** BEGIN INPUT MATERIAL **

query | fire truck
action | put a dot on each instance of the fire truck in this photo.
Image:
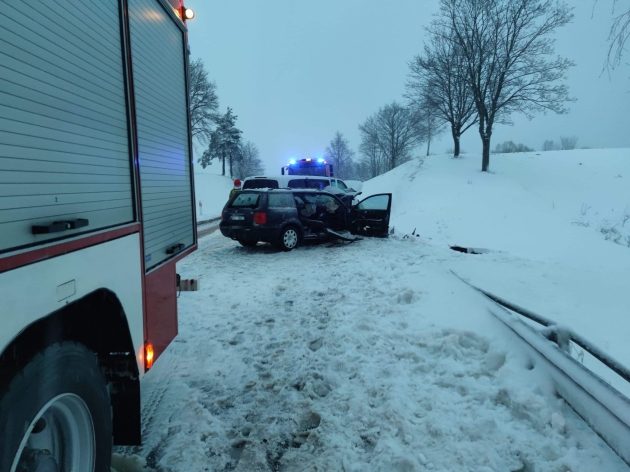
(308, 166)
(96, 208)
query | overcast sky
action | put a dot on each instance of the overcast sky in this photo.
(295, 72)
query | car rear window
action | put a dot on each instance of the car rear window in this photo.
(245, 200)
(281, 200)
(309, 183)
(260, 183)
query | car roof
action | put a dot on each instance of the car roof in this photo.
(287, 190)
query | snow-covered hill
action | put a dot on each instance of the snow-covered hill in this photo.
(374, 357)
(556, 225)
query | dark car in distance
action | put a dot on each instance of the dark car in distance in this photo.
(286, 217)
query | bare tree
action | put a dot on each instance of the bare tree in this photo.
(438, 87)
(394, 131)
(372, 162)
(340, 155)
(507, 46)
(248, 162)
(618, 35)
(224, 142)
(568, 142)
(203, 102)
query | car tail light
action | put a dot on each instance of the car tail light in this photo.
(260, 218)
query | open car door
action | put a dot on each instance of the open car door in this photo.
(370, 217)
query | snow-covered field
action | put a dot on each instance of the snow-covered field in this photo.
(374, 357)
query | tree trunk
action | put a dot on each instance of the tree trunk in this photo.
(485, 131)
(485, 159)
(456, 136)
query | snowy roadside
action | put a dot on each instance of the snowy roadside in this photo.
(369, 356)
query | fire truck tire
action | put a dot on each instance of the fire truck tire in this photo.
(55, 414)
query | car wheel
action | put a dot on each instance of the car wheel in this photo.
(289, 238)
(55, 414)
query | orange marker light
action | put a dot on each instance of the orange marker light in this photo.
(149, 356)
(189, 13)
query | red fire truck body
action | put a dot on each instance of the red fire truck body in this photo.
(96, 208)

** END INPUT MATERIAL **

- EXERCISE: Take the part of the listing that opens with the line containing "query | snowy roadside" and closes at the end of the listing, and write it out again with "amber marker light" substituted for "orange marker light" and everything else left as is.

- ANSWER:
query | snowy roadside
action | put a dot on each instance of the snowy roadside in this photo.
(369, 356)
query | fire truck tire
action | put a dot on each instance of the fire truck tire in this photo.
(55, 414)
query | car wheel
action | put a dot on each instance of the car wheel in this photo.
(289, 238)
(55, 414)
query | amber marker light
action | put a dot on each instance of the amber marker light in this photo.
(149, 356)
(189, 13)
query | red fire truck body
action | put a dot on each instance of the red fire truck body in this photo.
(96, 208)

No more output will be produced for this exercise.